*What you have to do*: Among the entries below, find the lines holding "track" and copy them.

*Dataset extract*:
○ ○ ○ ○ ○

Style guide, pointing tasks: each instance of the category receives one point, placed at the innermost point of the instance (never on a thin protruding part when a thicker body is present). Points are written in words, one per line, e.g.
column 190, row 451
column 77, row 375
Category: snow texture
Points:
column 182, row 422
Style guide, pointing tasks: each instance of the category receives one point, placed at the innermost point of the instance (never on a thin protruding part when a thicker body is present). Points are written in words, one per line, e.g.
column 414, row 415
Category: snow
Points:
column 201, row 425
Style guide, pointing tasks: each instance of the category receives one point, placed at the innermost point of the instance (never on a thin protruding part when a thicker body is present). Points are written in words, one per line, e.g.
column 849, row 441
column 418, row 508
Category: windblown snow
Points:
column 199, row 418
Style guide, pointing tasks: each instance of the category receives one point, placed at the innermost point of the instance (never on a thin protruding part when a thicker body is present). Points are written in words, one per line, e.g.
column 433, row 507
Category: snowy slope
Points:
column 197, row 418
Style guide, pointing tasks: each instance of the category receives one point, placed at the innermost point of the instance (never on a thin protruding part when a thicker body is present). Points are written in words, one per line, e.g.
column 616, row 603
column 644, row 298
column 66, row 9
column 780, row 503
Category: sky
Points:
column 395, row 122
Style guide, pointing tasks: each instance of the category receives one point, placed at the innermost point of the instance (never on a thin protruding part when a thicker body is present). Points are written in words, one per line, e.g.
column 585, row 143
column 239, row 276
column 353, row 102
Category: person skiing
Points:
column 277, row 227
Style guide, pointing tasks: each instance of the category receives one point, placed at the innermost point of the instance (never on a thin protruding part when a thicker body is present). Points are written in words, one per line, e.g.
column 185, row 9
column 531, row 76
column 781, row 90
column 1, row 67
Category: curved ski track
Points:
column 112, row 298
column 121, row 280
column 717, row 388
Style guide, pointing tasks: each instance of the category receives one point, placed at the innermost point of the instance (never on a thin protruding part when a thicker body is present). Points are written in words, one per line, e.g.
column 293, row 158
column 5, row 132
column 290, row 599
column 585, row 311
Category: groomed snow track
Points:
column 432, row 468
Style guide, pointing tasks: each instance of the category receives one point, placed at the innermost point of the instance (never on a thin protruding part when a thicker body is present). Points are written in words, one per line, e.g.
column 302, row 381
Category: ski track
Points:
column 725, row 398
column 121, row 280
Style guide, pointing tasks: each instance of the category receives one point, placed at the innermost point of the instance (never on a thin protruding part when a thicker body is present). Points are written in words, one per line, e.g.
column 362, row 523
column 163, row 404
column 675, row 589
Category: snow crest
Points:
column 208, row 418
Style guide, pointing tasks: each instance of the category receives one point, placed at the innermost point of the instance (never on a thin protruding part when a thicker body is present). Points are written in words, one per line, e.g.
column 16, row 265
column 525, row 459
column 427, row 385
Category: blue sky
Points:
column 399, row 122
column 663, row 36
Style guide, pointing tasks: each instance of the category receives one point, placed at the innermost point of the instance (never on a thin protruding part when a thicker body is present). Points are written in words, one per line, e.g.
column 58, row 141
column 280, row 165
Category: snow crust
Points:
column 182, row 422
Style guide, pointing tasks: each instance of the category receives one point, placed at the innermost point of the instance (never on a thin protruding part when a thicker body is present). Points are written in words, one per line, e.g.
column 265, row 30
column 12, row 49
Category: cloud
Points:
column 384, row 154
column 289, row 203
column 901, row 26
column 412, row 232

○ ○ ○ ○ ○

*Exercise answer*:
Category: curved ski track
Category: groomed snow track
Category: ski track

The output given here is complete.